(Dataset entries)
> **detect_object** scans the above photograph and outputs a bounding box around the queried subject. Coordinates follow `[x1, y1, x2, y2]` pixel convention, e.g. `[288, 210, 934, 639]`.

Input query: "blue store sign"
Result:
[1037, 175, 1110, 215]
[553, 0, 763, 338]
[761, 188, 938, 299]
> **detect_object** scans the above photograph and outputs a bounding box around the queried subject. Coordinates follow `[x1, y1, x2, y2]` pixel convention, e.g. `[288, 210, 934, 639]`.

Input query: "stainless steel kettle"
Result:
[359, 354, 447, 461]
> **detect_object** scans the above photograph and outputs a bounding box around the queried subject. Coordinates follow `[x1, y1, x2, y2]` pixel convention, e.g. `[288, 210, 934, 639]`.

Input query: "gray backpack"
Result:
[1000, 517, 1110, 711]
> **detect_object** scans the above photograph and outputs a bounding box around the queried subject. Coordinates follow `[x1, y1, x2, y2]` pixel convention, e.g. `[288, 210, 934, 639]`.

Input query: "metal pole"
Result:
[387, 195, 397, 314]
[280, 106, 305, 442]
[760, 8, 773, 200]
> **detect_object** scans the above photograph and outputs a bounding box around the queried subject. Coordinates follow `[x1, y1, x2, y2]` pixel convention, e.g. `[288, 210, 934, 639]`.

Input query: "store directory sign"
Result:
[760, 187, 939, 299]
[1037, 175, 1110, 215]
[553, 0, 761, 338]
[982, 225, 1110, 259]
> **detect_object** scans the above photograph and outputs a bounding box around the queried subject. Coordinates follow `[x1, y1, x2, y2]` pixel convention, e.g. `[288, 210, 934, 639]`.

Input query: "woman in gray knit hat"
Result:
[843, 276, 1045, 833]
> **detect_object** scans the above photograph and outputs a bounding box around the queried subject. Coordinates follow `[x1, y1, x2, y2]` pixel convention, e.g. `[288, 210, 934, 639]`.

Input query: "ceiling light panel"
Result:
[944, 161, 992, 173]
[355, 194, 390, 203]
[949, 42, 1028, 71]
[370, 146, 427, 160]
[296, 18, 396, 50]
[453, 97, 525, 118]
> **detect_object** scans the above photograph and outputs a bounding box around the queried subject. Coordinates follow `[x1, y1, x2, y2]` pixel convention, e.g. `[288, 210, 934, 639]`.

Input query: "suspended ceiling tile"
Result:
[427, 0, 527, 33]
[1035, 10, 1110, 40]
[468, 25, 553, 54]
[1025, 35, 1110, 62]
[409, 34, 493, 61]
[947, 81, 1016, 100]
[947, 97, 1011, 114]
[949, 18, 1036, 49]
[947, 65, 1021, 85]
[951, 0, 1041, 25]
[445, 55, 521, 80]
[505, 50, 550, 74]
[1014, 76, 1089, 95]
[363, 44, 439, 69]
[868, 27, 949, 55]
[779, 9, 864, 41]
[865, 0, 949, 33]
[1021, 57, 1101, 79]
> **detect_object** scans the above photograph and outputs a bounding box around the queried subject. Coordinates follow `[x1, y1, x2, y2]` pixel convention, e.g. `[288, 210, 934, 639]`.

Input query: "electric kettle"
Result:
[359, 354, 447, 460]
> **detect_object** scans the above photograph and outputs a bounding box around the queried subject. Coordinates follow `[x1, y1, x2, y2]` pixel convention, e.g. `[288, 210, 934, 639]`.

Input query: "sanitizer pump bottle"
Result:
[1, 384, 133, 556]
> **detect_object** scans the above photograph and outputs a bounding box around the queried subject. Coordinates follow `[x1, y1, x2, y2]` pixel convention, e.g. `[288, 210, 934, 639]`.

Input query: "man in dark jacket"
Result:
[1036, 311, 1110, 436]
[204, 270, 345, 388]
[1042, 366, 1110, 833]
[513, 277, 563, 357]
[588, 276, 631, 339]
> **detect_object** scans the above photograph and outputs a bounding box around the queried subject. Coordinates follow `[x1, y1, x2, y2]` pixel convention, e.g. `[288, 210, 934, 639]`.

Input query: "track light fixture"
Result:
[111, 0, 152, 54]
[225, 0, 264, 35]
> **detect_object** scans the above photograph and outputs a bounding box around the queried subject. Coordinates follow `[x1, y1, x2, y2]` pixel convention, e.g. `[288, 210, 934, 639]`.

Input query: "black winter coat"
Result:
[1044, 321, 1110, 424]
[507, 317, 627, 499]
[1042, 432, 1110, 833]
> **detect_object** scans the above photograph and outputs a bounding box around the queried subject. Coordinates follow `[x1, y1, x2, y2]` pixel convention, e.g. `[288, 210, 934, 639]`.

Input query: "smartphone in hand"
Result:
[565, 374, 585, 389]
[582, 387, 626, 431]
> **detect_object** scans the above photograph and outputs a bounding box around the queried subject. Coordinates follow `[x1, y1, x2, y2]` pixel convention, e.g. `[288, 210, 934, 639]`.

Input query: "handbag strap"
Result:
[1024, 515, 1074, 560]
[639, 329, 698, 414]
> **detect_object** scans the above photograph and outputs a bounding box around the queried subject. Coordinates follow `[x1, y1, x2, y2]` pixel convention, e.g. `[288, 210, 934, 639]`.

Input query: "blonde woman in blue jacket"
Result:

▶ The task: Copy down each line in the entries that has the word "light".

▶ The completed task:
Input query: "ceiling light panel"
Input query: "track light fixture"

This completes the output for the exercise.